* [Exercises to complete]
- 1) In the passage on the Three Seas Initiative, the presidents of which two countries started the project?
- 2) Reproduce word for word the part of the passage on the Three Seas Initiative that opens with the words containing "Inheritance from the" and closes with "kinds is needed.".

Three Seas Initiative – Geopolitics without Politics
The Three Seas is a political-economic project that emerged at the turn of 2015 and 2016 at the initiative of the Presidents of Poland and Croatia. The group includes: Austria, Bulgaria, Croatia, Czech Republic, Estonia, Greece, Lithuania, Latvia, Poland, Romania, Slovakia, Slovenia, and Hungary. Its idea is to intensify cooperation among countries in the Adriatic, Baltic, and Black Sea basins. The initiative involves the construction of transport and energy infrastructure, as well as other projects aimed at creating real, material foundations for common interests.
Inheritance from the bipolar world of the Cold War is the meridian direction of economic exchange and political cooperation, at least in Southern, Central, and Eastern Europe. The geostrategic arrangement resembles a bicycle wheel without a rim, where the axis is currently the strongest capital, and the spokes run to smaller and weaker countries. For Poland and most of the Three Seas countries, Moscow used to be the axis, and later it became Berlin. The initiative aims to create the rim of this wheel so that, without losing relations with the great powers, cooperation between the countries of the region can be intensified. And for this, infrastructure of all kinds is needed.
Poland’s infrastructural development over the decades has focused on creating east-west lines: initially for military reasons, then more for economic ones. Anyone who has tried to drive from Warsaw to Berlin and Budapest, located at roughly the same distances from the Polish capital, knows this. Not to mention Bucharest.

* [Data section]
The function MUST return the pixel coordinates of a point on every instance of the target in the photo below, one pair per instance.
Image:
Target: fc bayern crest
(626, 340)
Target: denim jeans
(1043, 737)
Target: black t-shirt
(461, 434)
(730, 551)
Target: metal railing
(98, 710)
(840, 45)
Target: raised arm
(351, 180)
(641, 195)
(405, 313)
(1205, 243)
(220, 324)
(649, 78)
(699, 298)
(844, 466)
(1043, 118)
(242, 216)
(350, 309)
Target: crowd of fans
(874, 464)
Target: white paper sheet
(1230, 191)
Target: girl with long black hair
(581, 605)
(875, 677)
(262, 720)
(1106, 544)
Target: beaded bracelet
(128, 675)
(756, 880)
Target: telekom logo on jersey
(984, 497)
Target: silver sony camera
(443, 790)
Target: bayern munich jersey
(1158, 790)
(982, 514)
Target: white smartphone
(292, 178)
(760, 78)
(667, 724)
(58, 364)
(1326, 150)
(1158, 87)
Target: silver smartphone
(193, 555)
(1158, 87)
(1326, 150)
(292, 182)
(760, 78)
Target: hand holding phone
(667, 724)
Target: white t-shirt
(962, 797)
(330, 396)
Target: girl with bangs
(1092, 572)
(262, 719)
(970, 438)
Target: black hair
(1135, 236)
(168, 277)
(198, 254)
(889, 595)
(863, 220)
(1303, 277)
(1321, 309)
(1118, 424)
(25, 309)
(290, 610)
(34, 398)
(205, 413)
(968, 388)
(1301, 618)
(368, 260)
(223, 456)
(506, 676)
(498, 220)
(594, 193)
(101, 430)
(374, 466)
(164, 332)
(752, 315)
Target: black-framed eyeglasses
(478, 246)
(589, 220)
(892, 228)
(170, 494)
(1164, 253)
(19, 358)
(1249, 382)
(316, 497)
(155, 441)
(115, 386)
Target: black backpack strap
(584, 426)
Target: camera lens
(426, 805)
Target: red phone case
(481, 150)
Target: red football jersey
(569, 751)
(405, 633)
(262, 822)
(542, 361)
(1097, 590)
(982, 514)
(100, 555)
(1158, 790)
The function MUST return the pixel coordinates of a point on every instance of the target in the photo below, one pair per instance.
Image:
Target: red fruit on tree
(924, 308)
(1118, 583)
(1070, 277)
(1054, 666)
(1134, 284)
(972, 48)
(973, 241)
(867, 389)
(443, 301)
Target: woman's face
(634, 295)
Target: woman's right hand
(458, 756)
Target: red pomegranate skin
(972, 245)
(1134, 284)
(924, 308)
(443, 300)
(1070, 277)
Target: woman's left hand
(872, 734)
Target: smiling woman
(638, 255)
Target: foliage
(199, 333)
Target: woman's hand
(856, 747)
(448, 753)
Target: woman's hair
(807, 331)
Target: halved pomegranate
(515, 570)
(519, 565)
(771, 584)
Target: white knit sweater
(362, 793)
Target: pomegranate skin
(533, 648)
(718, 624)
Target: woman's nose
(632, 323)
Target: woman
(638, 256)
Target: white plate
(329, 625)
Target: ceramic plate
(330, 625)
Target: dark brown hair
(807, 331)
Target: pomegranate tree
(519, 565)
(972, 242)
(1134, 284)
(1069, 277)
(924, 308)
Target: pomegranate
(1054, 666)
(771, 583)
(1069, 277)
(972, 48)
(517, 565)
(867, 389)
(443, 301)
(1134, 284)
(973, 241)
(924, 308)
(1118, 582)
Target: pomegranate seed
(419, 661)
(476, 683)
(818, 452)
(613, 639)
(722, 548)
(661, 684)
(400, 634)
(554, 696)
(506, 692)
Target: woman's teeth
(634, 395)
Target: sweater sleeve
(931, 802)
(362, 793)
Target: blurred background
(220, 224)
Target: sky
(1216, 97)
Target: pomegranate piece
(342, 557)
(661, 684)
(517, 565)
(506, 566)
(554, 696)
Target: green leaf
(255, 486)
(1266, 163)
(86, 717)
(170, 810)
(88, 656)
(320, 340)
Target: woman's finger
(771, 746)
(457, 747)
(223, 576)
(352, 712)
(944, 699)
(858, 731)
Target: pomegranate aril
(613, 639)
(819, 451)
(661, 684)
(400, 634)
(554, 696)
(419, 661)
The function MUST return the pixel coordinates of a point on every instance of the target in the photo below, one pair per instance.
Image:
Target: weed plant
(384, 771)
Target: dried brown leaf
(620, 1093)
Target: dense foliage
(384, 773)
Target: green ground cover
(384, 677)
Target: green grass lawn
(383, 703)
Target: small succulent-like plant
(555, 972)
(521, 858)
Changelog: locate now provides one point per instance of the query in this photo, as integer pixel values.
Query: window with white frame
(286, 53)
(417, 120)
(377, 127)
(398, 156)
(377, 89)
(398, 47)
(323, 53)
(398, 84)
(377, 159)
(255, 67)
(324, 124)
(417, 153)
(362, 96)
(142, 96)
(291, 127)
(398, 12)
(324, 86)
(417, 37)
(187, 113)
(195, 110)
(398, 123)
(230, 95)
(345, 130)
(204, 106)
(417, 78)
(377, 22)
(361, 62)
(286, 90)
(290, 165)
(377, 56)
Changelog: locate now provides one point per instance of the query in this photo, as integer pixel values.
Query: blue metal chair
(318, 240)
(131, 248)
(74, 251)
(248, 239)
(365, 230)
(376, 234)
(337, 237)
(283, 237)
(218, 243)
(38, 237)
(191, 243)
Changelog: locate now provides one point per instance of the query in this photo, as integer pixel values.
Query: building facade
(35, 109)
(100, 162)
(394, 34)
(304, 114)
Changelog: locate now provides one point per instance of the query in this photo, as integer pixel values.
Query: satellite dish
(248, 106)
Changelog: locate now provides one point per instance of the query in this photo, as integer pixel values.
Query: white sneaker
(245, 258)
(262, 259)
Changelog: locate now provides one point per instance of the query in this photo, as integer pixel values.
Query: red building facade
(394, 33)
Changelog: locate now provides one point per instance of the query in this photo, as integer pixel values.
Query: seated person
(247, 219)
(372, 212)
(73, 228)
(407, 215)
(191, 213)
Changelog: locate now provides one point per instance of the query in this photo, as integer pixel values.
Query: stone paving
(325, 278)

* [Solutions to the tasks]
- 1) Poland and Croatia

- 2)
Inheritance from the bipolar world of the Cold War is the meridian direction of economic exchange and political cooperation, at least in Southern, Central, and Eastern Europe. The geostrategic arrangement resembles a bicycle wheel without a rim, where the axis is currently the strongest capital, and the spokes run to smaller and weaker countries. For Poland and most of the Three Seas countries, Moscow used to be the axis, and later it became Berlin. The initiative aims to create the rim of this wheel so that, without losing relations with the great powers, cooperation between the countries of the region can be intensified. And for this, infrastructure of all kinds is needed.